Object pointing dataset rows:
-------------------------

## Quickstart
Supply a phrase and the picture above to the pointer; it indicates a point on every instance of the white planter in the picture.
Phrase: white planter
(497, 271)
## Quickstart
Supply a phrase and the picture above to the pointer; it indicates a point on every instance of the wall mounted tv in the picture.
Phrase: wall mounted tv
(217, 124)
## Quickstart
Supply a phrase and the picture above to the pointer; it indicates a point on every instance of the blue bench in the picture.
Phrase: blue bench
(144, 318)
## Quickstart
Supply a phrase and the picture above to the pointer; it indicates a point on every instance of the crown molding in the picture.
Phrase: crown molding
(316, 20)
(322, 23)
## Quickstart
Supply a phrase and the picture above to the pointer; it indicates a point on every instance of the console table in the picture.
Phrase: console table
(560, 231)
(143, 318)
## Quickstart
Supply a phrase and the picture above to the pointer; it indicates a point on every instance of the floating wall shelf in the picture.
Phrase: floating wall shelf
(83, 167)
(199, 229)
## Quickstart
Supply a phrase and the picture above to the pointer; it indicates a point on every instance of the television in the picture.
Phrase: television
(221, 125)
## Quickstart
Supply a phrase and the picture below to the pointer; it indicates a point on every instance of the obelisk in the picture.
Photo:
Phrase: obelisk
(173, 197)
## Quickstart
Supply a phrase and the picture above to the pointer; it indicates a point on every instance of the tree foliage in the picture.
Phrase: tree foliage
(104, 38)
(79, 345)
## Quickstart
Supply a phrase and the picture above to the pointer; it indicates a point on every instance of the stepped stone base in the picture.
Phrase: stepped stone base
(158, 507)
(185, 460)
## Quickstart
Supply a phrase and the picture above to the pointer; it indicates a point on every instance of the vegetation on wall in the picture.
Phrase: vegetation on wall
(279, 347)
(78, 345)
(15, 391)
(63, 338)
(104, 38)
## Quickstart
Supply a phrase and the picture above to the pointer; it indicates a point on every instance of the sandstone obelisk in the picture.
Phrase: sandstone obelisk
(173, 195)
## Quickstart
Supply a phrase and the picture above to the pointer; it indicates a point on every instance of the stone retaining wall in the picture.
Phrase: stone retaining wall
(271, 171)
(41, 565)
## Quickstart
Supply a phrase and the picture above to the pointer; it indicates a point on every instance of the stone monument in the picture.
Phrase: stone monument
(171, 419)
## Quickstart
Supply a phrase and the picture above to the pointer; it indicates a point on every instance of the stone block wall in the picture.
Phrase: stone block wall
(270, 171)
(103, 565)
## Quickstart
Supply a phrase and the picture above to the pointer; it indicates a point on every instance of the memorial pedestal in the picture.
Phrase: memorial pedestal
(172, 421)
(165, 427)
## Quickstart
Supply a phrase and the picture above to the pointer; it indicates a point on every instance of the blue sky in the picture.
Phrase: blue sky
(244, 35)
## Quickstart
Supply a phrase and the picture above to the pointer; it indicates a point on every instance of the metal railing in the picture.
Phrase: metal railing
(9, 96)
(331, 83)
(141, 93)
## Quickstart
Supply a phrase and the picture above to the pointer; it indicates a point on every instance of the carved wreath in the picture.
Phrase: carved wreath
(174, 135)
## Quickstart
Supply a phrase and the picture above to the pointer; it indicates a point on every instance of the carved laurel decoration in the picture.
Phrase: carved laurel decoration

-------------------------

Work to complete:
Return every entry exactly as given.

Answer:
## Quickstart
Supply a phrase and the picture above to the pointer; it indicates a point on every instance of the white planter in the picture.
Phrase: white planter
(497, 271)
## Quickstart
Supply a phrase and the picture above to the pointer; it indicates a point on every instance of the wall mounted tv in the picture.
Phrase: wall mounted tv
(217, 124)
## Quickstart
Supply a phrase and the picture above to the pointer; it indicates a point on every instance of the blue bench in the picture.
Phrase: blue bench
(144, 318)
## Quickstart
Supply a phrase and the picture above to the pointer; it indicates a point on every instance of the crown molding in the picture.
Phrase: crown molding
(316, 20)
(322, 23)
## Quickstart
Supply a phrase and the picture above to the pointer; it indicates a point on every instance of the console table in the picture.
Phrase: console table
(560, 231)
(143, 318)
## Quickstart
Supply a phrase and the picture above to the pointer; it indicates a point on every instance of the floating wall shelf in the picture.
Phrase: floating wall shelf
(83, 167)
(199, 229)
## Quickstart
Supply a phrase and the picture above to the pointer; it indicates a point on every instance of the television in the picture.
Phrase: television
(221, 125)
## Quickstart
Supply a phrase and the picture below to the pointer; it indicates a point on every instance of the obelisk in the picture.
Photo:
Phrase: obelisk
(173, 197)
## Quickstart
Supply a phrase and the picture above to the pointer; it indicates a point on every instance of the tree foliage in the picture.
Phrase: tree foliage
(104, 38)
(79, 345)
## Quickstart
Supply a phrase and the picture above to the pointer; it indicates a point on every instance of the stepped stone base in the picture.
Phrase: stepped stone base
(158, 507)
(185, 460)
## Quickstart
Supply a phrase and the picture above to the pointer; it indicates a point on every instance of the vegetation on wall in the picture.
Phrase: vegetation on wall
(279, 347)
(78, 345)
(15, 391)
(63, 338)
(104, 38)
## Quickstart
Supply a phrase and the picture above to the pointer; it indicates a point on every instance of the sandstone obelisk in the picture.
Phrase: sandstone obelisk
(173, 195)
## Quickstart
Supply a phrase and the picture above to the pointer; it indicates a point on every instance of the stone retaining wall in the picture.
Phrase: stone retaining wall
(271, 171)
(41, 565)
## Quickstart
Supply a phrase and the picture above to the pointer; it indicates a point on every instance of the stone monument in the picture.
Phrase: stone monument
(171, 419)
## Quickstart
Supply a phrase and the picture above to the pointer; it indicates a point on every instance of the stone block wall in the picture.
Phrase: stone block wall
(270, 171)
(103, 565)
## Quickstart
Supply a phrase and the picture above to the pointer; it indicates a point on every instance of the memorial pedestal in the picture.
Phrase: memorial pedestal
(172, 421)
(165, 427)
## Quickstart
Supply a phrase and the picture above to the pointer; it indicates a point on every instance of the blue sky in the picture.
Phrase: blue sky
(244, 35)
## Quickstart
Supply a phrase and the picture above to the pointer; it indicates a point on every instance of the metal railing in the picture.
Phrase: metal railing
(9, 96)
(331, 83)
(141, 93)
## Quickstart
Supply a phrase and the picture above to the pointer; it indicates a point on every instance of the carved wreath in the picture.
Phrase: carved wreath
(174, 135)
## Quickstart
Supply a phrase and the picture above to the pointer; it indicates a point on every instance of the carved laurel decoration in the picture.
Phrase: carved laurel decoration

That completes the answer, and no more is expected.